Stored rows ▸
☆ ☆ ☆ ☆ ☆
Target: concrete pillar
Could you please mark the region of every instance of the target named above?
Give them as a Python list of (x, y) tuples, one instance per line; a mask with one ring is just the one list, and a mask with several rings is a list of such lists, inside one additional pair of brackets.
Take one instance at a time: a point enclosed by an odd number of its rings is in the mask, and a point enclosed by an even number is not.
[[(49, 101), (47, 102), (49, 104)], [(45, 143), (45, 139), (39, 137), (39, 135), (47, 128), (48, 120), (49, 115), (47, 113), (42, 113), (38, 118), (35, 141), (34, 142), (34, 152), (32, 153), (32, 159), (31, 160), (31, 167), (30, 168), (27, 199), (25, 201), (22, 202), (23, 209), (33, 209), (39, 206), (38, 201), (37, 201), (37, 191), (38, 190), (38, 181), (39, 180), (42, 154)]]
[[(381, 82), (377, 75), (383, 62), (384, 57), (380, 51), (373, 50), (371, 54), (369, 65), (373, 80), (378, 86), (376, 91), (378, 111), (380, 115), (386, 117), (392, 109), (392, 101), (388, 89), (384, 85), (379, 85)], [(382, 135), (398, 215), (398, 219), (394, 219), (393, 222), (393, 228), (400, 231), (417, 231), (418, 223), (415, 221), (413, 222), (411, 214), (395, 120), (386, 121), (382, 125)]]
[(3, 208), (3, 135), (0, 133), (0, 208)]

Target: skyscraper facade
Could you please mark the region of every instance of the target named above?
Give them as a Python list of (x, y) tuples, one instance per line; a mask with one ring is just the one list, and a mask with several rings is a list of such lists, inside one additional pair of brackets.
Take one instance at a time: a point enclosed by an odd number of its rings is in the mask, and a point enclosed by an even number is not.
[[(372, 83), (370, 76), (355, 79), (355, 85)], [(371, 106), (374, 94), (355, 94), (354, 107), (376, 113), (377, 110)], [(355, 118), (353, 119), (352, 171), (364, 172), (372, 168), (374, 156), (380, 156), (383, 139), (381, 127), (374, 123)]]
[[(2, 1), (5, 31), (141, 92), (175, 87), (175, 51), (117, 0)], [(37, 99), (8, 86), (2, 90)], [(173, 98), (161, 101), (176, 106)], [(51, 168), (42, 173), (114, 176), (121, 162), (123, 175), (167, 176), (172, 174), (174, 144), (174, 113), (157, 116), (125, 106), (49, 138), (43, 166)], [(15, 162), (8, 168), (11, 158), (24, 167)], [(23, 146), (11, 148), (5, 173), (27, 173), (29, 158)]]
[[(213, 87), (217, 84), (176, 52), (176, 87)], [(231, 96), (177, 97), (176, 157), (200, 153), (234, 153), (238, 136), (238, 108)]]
☆ ☆ ☆ ☆ ☆
Objective ▸ Reproduce the lines above word for word, leaving nothing out.

Written answer ▸
Target: concrete pillar
Could you please mark the region of every instance of the target named above?
Give them as a Python list of (x, y) tuples, one instance per line; a mask with one ring is just the one list, and a mask with several rings is a list of such lists, inside one additional pair of brackets.
Take one instance at a time: a point enclosed by an odd number of its rings is in the mask, and a point enclosed by an even number is not.
[[(49, 101), (47, 102), (49, 104)], [(45, 143), (45, 139), (39, 137), (39, 135), (47, 128), (48, 120), (49, 115), (47, 113), (42, 113), (38, 118), (35, 141), (34, 142), (34, 152), (32, 153), (32, 159), (31, 160), (31, 167), (30, 168), (27, 199), (25, 201), (22, 202), (23, 209), (33, 209), (39, 206), (38, 201), (37, 201), (37, 191), (38, 190), (38, 181), (39, 180), (42, 154)]]
[[(381, 82), (377, 75), (383, 62), (384, 57), (380, 51), (373, 50), (371, 54), (369, 65), (373, 80), (378, 86), (376, 91), (378, 111), (380, 115), (386, 117), (392, 109), (392, 101), (388, 89), (384, 85), (379, 85)], [(382, 135), (398, 215), (398, 219), (394, 219), (393, 222), (393, 228), (400, 231), (417, 231), (418, 223), (415, 221), (413, 222), (411, 214), (395, 120), (386, 121), (382, 125)]]
[(3, 208), (3, 135), (0, 133), (0, 208)]

Target: skyscraper facade
Could you please mark the region of every instance of the target named above?
Give them as a Python list of (x, y) tuples, one instance per line; a mask with one ring is just the one list, and a mask with several rings is a list of such lists, inside one additional pair of brackets.
Take one instance at a time: a point enclosed by an odd number of its rings is in the mask, and a point enclosed by an even number is not.
[[(372, 83), (370, 76), (355, 79), (355, 85)], [(371, 106), (374, 94), (355, 94), (354, 107), (376, 113), (377, 110)], [(355, 118), (353, 119), (352, 171), (364, 172), (372, 168), (374, 156), (380, 156), (383, 139), (381, 127), (374, 123)]]
[[(2, 1), (5, 31), (141, 92), (175, 87), (175, 51), (117, 0)], [(37, 99), (8, 86), (2, 90)], [(173, 98), (161, 101), (176, 106)], [(51, 168), (42, 173), (114, 176), (121, 162), (123, 175), (167, 176), (172, 174), (174, 144), (174, 113), (157, 116), (125, 106), (49, 138), (43, 166)], [(15, 162), (8, 168), (11, 158), (24, 167)], [(23, 146), (11, 148), (5, 173), (27, 173), (29, 158)]]
[[(213, 87), (217, 84), (176, 52), (176, 87)], [(231, 96), (177, 97), (176, 157), (200, 153), (234, 153), (238, 136), (238, 108)]]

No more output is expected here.